## ASSIGNMENT
The records that follow are to be transcribed in full, without their images.

## INFORMATION GIVEN
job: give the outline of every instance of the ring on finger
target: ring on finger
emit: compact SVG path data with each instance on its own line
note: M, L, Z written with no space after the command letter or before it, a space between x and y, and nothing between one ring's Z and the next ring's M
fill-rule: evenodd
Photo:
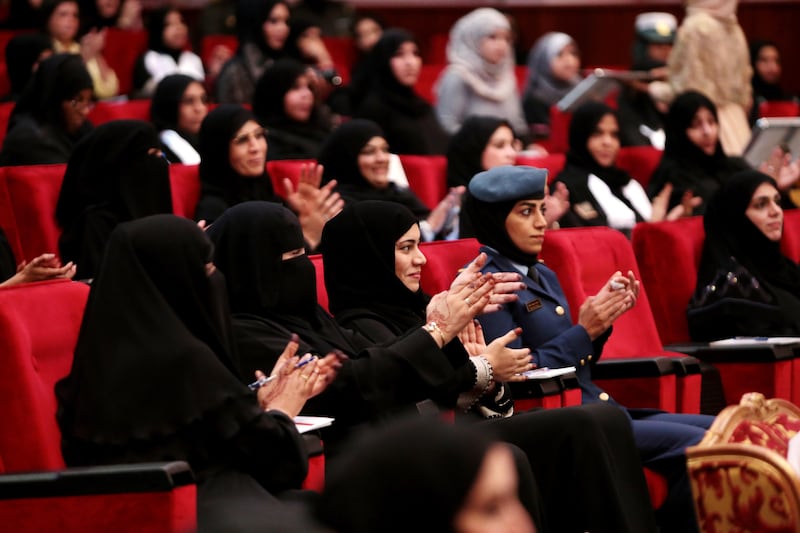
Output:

## RESULT OF THE TASK
job: give the outline of every instance of the ring on finger
target: ring on finger
emit: compact SVG path data with each instance on its own line
note: M, L, Z written with no space after the command letter or before it, a space between x and y, and nothing between one ring's Z and the next ring's M
fill-rule: evenodd
Photo:
Output:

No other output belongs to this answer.